<<<<

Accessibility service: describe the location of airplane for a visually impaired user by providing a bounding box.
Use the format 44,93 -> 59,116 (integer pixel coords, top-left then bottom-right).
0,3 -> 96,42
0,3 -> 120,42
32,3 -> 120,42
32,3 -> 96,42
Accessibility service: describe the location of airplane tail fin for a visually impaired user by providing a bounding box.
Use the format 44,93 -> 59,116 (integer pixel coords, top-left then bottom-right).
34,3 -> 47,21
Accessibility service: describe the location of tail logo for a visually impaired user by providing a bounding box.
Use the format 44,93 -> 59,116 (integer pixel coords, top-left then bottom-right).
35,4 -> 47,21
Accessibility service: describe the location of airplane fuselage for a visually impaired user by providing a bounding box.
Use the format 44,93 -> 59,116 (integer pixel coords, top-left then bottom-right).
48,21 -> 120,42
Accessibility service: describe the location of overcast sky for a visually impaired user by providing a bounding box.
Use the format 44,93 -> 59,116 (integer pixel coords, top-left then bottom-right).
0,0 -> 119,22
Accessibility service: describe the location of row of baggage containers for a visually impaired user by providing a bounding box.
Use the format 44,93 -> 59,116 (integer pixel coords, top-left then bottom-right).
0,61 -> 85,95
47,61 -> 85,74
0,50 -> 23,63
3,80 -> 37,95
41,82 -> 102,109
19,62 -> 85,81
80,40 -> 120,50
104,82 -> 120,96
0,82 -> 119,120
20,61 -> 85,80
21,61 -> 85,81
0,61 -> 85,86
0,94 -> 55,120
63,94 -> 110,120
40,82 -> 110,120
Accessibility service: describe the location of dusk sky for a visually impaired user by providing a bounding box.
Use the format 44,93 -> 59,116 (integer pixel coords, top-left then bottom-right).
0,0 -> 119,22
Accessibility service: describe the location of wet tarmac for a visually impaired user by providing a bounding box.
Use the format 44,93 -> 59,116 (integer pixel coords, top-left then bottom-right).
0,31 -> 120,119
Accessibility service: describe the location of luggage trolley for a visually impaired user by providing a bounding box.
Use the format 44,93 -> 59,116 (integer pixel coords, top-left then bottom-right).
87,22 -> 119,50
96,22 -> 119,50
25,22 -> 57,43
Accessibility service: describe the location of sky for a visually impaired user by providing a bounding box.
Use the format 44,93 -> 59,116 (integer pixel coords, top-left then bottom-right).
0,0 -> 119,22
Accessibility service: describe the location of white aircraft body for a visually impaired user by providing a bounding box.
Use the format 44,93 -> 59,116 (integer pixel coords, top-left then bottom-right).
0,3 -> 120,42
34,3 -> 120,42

>>>>

Restate the entries above word for word, beginning with their first line and ending with the line holding "Accessibility service: describe the location of row"; omit everything else.

Accessibility service: describe the location of airplane for a visually impaired user by providing a bounding box.
Use the format 44,93 -> 59,116 (integer pixel coords, top-left then bottom-right).
0,3 -> 96,42
0,3 -> 120,42
32,3 -> 120,42
32,3 -> 96,42
Accessibility service: describe the location of airplane tail fin for a visually impaired user by providing a bounding box.
Use the format 44,93 -> 59,116 (integer pixel coords, top-left then bottom-right).
34,3 -> 47,21
Accessibility service: describe the location of tail logo for a visually impaired user by providing a bounding box.
Use the format 44,93 -> 59,116 (integer pixel coords, top-left then bottom-right).
35,4 -> 47,21
Accessibility service: describe the location of airplane fuselage for a visually impaired user by providing a bounding box.
Use the format 44,93 -> 59,116 (integer pixel coords, top-left then bottom-right).
48,21 -> 120,42
Accessibility service: describe the location of overcast sky for a visually impaired user by providing a bounding box.
Use the format 44,93 -> 59,116 (integer pixel coords, top-left then bottom-right).
0,0 -> 119,22
Accessibility service: describe the location of row of baggage containers for a visually impaired user by providing a bounding box.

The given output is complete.